§ **TEXTO DE ORIGEM**:
Por Samara Carina Albuquerque França -
Na América Latina, feminicídio e femicídio são as duas terminologias comumente utilizadas para se referir à morte violenta de mulheres por razões de gênero. Ambos os termos tiveram origem na palavra inglesa femicide, cujo emprego mais marcante data de 1992, com a obra "Femicide: The Politics of Woman Killing" , um compilado de artigos organizado por Diana Russell e Jill Radford, grandes estudiosas na área de gênero .
Em um dos artigos, Russell e Jane Caputi definem femicide como o extremo do terror antifeminino, o qual envolve uma série de abusos verbais e físicos, que vão desde o estupro, a exploração sexual e o assédio, até a maternidade forçada, a cirurgia estética, entre outras formas de violação. Nota-se, portanto, ser um conceito bastante abrangente, que abarca toda morte feminina resultante de alguma expressão do terrorismo sexista — seja ele uma violência doméstica ou um aborto clandestino, por exemplo. Além disso, as autoras acreditam que chamar o assassinato misógino de femicide remove o "véu obscuro" de termos como homicide e murder, que são generalizados, ou seja, alheios à problemática de gênero .
Porém, a partir da tradução de femicide para o castelhano, surgiram os termos feminicídio e femicídio, que receberam conteúdos diferenciados a depender do contexto histórico em que foram introduzidos. Até hoje, contudo, a conceituação de cada um deles não possui um consenso entre os pesquisadores .
O uso da palavra feminicídio, especificamente, aparece com a mexicana Marcela Lagarde. Para a autora, feminicídio significa genocídio contra as mulheres, que ocorre quando as condições históricas permitem diversas violências contra a integridade, a saúde, as liberdades e a vida das mesmas .
Lagarde confere ao termo um caráter político, uma vez que o enxerga como consequência da omissão e da negligência das autoridades incumbidas de prevenir esses delitos. Dessa forma, feminicídio é visto como um crime de Estado, pois quando este não realiza com eficiência as suas funções, preserva a estrutura patriarcal da sociedade, que consagra a dominação dos homens sobre as mulheres .
A mexicana justifica a utilização de feminicídio em detrimento de femicídio porque, segundo ela, este se restringiria ao mero homicídio de mulheres, em sentido homólogo ao termo homicídio (assassinato de homens). Por isso, prefere o termo feminicídio, para revelar as violações de direitos humanos que englobam os crimes contra a mulher .
Entretanto, com a costarriquense Ana Carcedo, a expressão femicídio recebeu uma conceituação mais aprimorada. De acordo com ela, femicídio distingue-se do simples homicídio de mulheres, denominando-o como toda morte decorrente da subordinação feminina, que abrange tanto os homicídios quanto os suicídios derivados da violência e das condições de discriminação, assim como as ações e omissões que, nesse contexto, provocam a morte de alguma mulher .

§ **O QUE SE PEDE**:
Transcreva, do texto sobre feminicídio e femicídio, o trecho que começa em "Lagarde confere ao" e termina em "as mulheres .". Baseie-se unicamente no texto sobre feminicídio e femicídio.

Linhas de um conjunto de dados

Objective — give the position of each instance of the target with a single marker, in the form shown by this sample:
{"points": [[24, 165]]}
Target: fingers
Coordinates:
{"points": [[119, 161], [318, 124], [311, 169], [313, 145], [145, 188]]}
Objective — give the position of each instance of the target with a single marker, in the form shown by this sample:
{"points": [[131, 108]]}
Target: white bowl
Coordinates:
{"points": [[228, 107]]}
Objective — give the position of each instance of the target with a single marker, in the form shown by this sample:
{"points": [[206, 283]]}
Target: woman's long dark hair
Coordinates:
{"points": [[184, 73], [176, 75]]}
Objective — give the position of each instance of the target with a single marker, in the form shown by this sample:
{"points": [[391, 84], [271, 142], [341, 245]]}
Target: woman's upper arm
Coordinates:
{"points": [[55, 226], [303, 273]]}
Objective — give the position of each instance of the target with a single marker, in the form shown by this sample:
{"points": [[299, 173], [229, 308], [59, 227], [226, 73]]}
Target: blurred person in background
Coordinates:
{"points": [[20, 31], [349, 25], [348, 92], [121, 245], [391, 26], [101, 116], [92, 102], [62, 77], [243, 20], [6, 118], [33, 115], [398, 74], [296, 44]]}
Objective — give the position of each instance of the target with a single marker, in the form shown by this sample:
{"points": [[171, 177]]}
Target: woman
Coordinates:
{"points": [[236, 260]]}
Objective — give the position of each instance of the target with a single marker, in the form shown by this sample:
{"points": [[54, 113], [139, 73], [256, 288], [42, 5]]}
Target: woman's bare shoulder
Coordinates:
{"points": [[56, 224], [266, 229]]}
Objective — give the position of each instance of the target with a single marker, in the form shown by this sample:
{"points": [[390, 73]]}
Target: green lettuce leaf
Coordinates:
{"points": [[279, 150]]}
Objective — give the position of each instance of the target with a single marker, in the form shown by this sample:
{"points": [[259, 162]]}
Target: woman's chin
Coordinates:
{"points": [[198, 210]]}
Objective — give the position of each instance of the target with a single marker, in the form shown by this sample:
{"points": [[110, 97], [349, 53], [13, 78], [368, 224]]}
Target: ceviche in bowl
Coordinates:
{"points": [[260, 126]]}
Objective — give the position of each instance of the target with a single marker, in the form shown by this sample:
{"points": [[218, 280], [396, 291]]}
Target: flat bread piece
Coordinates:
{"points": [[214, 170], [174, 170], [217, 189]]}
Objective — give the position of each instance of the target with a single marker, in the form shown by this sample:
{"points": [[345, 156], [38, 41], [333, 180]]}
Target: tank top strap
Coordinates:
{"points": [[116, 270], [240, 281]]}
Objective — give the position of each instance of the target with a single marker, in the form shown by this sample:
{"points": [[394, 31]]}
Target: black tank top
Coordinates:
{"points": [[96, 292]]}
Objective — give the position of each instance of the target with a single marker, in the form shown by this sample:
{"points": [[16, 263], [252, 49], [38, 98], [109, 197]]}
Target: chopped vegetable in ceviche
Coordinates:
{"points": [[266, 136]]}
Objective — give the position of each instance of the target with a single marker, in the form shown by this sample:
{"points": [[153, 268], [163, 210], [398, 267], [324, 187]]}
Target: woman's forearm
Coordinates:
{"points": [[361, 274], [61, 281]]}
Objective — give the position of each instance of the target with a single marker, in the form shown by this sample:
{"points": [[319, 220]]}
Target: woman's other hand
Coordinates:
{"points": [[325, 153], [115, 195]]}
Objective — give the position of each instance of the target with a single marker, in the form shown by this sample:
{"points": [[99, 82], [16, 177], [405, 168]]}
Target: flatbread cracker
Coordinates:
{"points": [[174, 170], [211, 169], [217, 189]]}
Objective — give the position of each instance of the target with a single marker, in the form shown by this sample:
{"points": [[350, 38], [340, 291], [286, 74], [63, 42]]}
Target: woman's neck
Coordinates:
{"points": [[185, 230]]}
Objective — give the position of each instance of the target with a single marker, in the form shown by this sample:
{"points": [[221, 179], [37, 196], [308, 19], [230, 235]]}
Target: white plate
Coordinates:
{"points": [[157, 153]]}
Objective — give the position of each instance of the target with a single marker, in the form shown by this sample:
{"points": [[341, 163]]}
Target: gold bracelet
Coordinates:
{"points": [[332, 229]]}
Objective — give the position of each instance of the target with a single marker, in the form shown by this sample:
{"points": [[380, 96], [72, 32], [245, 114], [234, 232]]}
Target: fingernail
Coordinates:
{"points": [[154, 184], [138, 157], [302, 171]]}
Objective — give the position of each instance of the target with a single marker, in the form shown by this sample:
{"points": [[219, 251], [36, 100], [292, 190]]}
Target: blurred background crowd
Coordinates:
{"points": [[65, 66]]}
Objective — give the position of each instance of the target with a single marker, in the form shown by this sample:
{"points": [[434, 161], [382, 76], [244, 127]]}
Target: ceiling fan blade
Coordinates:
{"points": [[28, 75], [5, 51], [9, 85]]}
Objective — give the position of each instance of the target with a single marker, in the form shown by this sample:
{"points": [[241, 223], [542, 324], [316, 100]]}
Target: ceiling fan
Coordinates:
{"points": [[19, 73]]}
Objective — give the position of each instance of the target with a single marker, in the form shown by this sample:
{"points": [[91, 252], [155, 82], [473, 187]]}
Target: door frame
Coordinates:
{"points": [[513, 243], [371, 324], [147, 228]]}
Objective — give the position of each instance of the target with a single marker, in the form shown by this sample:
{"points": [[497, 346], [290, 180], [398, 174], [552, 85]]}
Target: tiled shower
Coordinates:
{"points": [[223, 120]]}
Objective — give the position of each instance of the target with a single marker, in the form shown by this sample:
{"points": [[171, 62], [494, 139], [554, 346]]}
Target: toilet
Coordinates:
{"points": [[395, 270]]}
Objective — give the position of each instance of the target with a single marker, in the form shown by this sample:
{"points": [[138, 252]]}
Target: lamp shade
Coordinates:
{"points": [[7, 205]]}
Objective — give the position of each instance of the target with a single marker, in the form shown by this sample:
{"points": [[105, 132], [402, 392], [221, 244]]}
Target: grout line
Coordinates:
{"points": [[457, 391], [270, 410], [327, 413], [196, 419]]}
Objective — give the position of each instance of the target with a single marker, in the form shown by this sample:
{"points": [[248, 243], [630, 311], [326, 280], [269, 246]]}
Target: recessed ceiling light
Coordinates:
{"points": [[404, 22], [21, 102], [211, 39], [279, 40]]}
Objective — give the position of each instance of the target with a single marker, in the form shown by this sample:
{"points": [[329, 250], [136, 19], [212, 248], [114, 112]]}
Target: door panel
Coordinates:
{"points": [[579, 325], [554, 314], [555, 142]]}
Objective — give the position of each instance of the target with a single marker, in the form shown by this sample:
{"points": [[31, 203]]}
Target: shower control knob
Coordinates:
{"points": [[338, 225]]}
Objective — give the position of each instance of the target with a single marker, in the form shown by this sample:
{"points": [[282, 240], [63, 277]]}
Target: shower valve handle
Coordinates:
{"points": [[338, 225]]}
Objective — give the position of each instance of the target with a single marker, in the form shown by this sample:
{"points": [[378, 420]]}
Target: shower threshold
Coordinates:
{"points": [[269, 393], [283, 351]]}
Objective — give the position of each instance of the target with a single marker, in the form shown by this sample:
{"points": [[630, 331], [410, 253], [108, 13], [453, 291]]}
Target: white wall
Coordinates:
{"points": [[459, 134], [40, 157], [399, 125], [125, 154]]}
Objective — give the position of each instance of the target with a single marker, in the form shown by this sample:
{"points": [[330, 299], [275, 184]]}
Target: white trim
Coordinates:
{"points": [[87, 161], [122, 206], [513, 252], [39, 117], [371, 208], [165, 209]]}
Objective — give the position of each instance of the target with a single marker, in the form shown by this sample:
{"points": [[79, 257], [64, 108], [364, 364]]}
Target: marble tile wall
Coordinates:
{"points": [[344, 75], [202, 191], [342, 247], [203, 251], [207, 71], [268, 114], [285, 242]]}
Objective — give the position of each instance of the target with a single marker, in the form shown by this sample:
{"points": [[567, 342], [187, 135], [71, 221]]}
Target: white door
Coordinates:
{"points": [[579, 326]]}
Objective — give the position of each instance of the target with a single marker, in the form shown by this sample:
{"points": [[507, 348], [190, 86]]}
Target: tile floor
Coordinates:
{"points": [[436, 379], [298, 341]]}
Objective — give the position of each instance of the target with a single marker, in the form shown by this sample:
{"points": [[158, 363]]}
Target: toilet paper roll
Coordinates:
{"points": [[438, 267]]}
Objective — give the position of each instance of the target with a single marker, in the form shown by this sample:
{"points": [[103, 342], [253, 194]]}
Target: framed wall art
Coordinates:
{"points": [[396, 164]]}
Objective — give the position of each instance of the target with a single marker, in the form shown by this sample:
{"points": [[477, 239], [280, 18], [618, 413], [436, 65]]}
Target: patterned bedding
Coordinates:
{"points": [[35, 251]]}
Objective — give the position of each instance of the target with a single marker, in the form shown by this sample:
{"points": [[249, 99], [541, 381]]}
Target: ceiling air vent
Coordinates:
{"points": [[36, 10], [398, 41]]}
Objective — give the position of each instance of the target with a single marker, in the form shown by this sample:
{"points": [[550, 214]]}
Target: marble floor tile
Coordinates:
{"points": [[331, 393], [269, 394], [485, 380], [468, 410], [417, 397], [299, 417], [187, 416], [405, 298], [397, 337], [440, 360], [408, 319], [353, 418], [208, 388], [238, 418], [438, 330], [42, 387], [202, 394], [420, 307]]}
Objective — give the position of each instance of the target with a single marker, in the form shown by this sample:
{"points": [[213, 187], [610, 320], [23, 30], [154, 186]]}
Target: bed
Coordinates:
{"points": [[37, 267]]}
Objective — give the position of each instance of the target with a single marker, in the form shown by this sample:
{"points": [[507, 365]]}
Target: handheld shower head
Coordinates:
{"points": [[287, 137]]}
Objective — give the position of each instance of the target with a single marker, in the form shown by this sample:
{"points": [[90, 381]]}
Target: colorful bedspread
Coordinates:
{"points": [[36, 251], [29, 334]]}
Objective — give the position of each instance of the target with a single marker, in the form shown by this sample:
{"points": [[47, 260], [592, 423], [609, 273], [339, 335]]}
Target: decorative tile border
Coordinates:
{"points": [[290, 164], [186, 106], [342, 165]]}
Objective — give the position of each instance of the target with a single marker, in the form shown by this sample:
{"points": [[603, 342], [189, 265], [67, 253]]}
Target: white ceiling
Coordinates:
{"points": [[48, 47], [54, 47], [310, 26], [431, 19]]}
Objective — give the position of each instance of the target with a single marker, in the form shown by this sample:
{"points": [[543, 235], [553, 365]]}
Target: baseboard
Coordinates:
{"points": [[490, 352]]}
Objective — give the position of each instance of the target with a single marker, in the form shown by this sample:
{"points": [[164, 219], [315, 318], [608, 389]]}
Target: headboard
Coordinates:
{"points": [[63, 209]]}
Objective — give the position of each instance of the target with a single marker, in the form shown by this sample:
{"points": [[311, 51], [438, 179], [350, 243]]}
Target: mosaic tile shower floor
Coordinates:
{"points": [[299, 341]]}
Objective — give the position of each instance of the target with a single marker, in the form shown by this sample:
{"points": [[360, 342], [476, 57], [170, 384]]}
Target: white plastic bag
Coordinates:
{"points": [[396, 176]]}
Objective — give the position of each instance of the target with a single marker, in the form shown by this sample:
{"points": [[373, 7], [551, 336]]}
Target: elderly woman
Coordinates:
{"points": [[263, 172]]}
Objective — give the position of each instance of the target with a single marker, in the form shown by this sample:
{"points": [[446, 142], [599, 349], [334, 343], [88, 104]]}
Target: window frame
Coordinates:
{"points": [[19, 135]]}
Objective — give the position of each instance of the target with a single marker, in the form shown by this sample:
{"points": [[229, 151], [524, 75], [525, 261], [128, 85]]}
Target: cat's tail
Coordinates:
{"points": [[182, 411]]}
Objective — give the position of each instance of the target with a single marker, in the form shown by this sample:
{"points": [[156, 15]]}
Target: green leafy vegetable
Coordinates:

§ **EXERCÍCIO RESOLVIDO**:
Lagarde confere ao termo um caráter político, uma vez que o enxerga como consequência da omissão e da negligência das autoridades incumbidas de prevenir esses delitos. Dessa forma, feminicídio é visto como um crime de Estado, pois quando este não realiza com eficiência as suas funções, preserva a estrutura patriarcal da sociedade, que consagra a dominação dos homens sobre as mulheres .